Goal of the exercise: Reproduce the data below with "one point per instance" switched to "one point for each instance" wherever it occurs. Leave everything else unchanged.

*** Data records

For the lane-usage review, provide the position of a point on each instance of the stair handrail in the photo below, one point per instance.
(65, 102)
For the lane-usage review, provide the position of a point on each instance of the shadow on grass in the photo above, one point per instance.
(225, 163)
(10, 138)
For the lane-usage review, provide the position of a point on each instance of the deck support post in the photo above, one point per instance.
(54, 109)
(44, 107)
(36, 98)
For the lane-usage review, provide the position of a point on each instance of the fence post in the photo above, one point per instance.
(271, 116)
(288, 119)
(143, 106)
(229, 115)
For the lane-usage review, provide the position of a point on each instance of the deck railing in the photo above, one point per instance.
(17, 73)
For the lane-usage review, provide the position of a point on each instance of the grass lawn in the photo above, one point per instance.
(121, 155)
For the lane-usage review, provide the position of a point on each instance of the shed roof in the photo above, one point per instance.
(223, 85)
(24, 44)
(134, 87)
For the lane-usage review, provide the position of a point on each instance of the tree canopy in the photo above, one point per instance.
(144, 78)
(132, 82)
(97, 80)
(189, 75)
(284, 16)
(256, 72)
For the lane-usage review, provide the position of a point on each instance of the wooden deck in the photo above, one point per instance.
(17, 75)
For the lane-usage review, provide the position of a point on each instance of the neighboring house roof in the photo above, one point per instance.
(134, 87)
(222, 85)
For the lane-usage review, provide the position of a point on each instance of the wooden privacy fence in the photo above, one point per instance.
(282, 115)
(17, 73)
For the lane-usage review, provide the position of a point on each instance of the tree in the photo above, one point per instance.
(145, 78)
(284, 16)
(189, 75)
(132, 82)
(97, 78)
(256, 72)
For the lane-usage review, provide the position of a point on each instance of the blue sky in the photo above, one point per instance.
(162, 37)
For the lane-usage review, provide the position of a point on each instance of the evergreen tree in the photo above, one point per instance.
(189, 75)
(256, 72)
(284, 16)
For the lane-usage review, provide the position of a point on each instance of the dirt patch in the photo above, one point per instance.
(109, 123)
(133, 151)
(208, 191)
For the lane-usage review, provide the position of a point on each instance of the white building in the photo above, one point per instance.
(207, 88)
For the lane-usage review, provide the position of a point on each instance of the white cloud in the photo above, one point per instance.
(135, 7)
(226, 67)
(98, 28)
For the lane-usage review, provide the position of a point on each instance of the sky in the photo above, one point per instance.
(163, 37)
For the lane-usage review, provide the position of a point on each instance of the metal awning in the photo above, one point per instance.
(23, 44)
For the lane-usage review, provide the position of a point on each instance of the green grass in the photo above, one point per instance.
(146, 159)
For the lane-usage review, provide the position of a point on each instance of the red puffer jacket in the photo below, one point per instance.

******

Exercise response:
For the lane-usage review, provide the position of a point on each instance of the stair handrail in the photo below, one point for each instance.
(65, 102)
For the lane-usage review, provide the position of a point on each instance of the shadow on grass in the photo above, one point for each instance.
(225, 163)
(10, 138)
For the lane-usage review, provide the position of a point on each instance of the deck support post in the photo above, one point for each instance.
(54, 109)
(44, 107)
(36, 98)
For the lane-usage review, provide the position of a point on each instance of the fence post in the photo above, one point for each instance.
(271, 116)
(288, 119)
(143, 106)
(229, 115)
For the lane-usage review, provide the position of a point on each instance of the deck railing in the photo above, one point for each instance.
(17, 73)
For the lane-usage review, provide the position of a point on each instance of the grass lawn in the photo above, one point for each instance.
(121, 155)
For the lane-usage review, provide the position of a point on each instance of the shed roof in the photo above, one point for each instance.
(223, 85)
(24, 44)
(134, 87)
For the lane-usage review, provide the position of a point on each instance of the tree canopy in the photo above, one point for each instance.
(144, 78)
(132, 82)
(97, 80)
(189, 75)
(284, 16)
(256, 72)
For the lane-usage review, provide the position of a point on each instance of the wooden deck in the photo above, one point for each instance.
(17, 75)
For the lane-usage review, provide the position of a point on each instance of the neighboring house roof in the photo above, one point for each instance.
(134, 87)
(222, 85)
For the lane-usage review, provide the position of a point on each instance of the wooden privacy fence in the photo above, one point for each instance.
(282, 115)
(17, 73)
For the lane-usage review, provide the position of a point on each instance of the tree in the photo above, one point for each instance.
(145, 78)
(284, 16)
(189, 75)
(132, 82)
(97, 78)
(256, 72)
For the lane-usage review, provide the position of a point on each instance of the blue sky in the photo above, one point for each instance.
(162, 37)
For the lane-usage review, provide the position of a point on each instance of the evergreen tree in the photo above, one point for each instance.
(189, 75)
(256, 72)
(284, 16)
For the lane-usage review, provide the position of a point on each instance of the dirt patch in the photo above, one point for each instance.
(109, 123)
(133, 151)
(208, 191)
For the lane-usage review, provide the position of a point on each instance of the white building in the photo above, one point for each instance.
(207, 88)
For the lane-usage review, provide the position of a point on each instance of the white cloud in the photo above, one point for each instance.
(135, 7)
(226, 67)
(98, 28)
For the lane-usage review, provide the position of a point on each instance of the sky in the photo above, one point for each instance.
(163, 37)
For the lane-usage review, provide the position of a point on each instance of the metal awning in the photo above, one point for each instance.
(23, 44)
For the lane-usage review, provide the position of a point on each instance of the green grass in the photo above, one point for each instance.
(146, 159)
For the lane-usage review, provide the position of a point on each instance of the red puffer jacket in the photo below, one point for each instance.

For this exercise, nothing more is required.